I find these emotional stages empowering as we become aware of our healing looping back and forth, drifting from pain into pleasure, and back to pain again. Teaching us that our trauma, loss, heartbreak, or whatever has caused you pain, can eventually be transformed.
This can offer space for possibility and growth, if we let it.
MEDITATION EXERCISE
I also want to share a beautiful exercise ‘Grief to Gratitude’. Practising this has been an anchor for me on difficult days, letting me sit with the grief rather than trying to escape it (though escaping it can be very needed at times).
....................
_The exercise_. In the passage on emotional healing, what is the name of the meditation exercise that is shared?
....................
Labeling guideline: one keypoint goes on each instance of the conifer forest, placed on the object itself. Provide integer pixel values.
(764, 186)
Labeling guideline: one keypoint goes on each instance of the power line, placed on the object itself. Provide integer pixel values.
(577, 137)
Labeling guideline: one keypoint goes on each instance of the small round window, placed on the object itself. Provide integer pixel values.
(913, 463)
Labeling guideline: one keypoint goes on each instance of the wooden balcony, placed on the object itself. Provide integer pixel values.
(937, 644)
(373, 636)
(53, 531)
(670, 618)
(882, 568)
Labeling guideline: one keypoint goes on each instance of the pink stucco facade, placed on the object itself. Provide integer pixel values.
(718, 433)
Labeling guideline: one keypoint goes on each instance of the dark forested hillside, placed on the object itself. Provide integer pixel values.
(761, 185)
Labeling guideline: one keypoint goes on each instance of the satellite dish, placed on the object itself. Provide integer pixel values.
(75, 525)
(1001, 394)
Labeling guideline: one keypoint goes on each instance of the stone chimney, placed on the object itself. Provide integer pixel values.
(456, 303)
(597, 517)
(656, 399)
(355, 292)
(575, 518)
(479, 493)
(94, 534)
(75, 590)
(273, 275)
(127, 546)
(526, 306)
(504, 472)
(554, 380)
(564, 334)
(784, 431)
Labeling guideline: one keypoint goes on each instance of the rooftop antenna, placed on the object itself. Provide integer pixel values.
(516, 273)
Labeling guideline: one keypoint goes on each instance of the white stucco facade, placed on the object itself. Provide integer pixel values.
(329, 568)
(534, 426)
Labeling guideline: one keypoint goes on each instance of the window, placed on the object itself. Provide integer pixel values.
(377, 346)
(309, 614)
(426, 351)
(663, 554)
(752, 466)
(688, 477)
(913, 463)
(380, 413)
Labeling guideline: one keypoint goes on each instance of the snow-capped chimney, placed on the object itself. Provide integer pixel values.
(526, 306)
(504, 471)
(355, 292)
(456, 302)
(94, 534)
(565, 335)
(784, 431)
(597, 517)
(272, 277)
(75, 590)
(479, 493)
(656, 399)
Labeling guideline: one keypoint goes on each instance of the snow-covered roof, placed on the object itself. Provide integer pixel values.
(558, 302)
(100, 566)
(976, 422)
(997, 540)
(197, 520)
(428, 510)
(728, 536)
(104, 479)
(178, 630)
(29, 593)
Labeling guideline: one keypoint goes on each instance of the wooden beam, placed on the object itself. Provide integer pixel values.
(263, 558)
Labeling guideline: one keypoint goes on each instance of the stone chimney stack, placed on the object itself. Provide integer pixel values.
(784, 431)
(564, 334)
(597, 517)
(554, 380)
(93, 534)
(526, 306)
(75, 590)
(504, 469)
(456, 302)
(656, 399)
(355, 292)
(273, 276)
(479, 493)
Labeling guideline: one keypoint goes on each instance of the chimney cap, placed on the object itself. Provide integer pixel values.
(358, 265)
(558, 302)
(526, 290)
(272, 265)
....................
_Response_. Grief to Gratitude